**** Input data ****

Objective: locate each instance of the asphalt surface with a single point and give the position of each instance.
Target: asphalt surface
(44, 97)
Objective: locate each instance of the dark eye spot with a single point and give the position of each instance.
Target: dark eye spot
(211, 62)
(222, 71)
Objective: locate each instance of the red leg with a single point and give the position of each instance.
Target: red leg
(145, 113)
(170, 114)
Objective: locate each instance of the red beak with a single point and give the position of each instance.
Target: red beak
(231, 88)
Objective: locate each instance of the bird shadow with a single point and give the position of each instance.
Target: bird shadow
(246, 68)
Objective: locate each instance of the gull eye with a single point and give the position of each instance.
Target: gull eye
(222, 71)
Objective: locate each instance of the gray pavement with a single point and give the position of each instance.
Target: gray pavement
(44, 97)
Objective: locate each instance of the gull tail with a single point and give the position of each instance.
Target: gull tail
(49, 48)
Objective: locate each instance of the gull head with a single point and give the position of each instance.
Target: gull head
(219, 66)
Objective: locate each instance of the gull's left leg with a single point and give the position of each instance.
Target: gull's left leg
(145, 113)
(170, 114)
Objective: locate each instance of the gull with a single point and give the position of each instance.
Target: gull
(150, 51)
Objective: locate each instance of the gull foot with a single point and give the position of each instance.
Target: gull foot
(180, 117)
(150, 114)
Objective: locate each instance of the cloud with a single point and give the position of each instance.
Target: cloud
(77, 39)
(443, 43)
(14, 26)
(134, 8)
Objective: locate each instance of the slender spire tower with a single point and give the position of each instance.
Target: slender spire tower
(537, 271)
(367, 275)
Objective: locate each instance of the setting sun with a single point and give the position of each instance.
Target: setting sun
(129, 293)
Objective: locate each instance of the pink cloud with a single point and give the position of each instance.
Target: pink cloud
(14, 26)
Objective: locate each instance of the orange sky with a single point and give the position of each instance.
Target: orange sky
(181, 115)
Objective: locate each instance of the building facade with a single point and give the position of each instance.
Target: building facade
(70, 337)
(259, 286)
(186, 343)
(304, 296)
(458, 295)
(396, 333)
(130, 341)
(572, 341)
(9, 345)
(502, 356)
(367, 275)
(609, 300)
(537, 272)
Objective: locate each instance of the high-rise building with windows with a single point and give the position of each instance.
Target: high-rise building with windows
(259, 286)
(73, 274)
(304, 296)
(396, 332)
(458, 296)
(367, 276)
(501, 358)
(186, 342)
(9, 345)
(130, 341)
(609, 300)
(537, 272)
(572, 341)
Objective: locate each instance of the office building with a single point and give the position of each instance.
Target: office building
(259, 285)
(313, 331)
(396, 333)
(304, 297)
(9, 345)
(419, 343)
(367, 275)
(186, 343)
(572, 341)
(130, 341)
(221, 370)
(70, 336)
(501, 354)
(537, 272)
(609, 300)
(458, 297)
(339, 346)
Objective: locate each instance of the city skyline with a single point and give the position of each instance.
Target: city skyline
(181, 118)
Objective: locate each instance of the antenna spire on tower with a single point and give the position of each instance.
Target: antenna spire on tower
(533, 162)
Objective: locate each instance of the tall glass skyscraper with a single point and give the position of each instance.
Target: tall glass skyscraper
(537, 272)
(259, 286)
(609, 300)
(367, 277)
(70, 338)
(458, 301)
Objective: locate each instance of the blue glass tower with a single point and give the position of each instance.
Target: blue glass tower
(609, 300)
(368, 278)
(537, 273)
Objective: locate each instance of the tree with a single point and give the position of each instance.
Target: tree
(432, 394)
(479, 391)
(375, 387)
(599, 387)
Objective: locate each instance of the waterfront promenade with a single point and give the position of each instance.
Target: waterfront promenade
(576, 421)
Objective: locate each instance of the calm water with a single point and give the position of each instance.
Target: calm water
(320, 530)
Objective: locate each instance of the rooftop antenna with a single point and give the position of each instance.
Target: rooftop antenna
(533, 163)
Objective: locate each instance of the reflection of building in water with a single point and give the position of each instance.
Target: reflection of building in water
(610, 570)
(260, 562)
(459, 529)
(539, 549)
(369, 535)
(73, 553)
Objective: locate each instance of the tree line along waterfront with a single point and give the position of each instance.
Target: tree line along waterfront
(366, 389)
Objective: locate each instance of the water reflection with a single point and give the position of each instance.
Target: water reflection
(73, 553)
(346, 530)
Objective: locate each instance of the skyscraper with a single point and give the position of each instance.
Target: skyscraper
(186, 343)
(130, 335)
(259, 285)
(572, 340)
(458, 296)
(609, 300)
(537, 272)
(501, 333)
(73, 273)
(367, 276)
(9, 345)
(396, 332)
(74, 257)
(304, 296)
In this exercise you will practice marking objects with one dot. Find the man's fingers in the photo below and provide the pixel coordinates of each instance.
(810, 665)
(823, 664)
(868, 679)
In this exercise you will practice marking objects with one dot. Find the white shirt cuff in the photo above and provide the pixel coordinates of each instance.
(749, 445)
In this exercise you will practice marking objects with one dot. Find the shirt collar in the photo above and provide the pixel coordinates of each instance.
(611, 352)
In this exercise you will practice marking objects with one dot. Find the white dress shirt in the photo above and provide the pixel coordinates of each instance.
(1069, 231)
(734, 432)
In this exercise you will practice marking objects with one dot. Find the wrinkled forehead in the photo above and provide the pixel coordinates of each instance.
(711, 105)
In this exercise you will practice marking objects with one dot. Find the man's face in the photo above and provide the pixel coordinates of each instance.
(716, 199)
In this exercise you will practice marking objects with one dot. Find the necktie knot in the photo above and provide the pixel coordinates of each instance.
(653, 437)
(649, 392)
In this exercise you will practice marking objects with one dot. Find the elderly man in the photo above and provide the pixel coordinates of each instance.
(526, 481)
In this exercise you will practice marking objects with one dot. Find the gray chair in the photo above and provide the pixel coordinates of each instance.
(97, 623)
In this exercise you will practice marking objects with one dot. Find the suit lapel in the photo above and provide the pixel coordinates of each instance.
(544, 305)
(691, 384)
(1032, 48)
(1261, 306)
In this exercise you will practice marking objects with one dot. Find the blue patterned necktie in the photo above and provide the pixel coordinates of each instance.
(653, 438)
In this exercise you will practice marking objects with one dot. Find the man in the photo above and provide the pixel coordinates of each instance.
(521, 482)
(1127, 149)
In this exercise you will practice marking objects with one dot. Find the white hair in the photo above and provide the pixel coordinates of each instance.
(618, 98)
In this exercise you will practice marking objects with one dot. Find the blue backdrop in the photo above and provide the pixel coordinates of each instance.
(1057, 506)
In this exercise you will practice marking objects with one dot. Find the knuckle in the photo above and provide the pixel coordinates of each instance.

****

_Task brief:_
Update the lines starting with the one containing "the man's face" through the one containing "(1261, 306)", replacing "pixel coordinates" with "x, y coordinates" and keeping all else as is. Return only those lines.

_Task answer:_
In this exercise you will practice marking objects with one dot. Find the man's face in the photo above and provide the x, y coordinates of each instance.
(716, 199)
In this exercise you will practice marking objects with one dot. Find the necktie knot in the photo above and provide the x, y coordinates of each instance.
(653, 437)
(649, 392)
In this exercise you will practice marking objects with one dot. Find the elderly man in the photo above and provide the x, y coordinates of each instance.
(526, 481)
In this exercise you will practice marking objects with one dot. Find the gray chair in the photo above and provide the x, y coordinates of each instance.
(97, 623)
In this exercise you will practice marking objects with one dot. Find the suit lapel in the photo above and provide the x, y coordinates of each instance.
(544, 305)
(691, 384)
(1032, 48)
(1261, 306)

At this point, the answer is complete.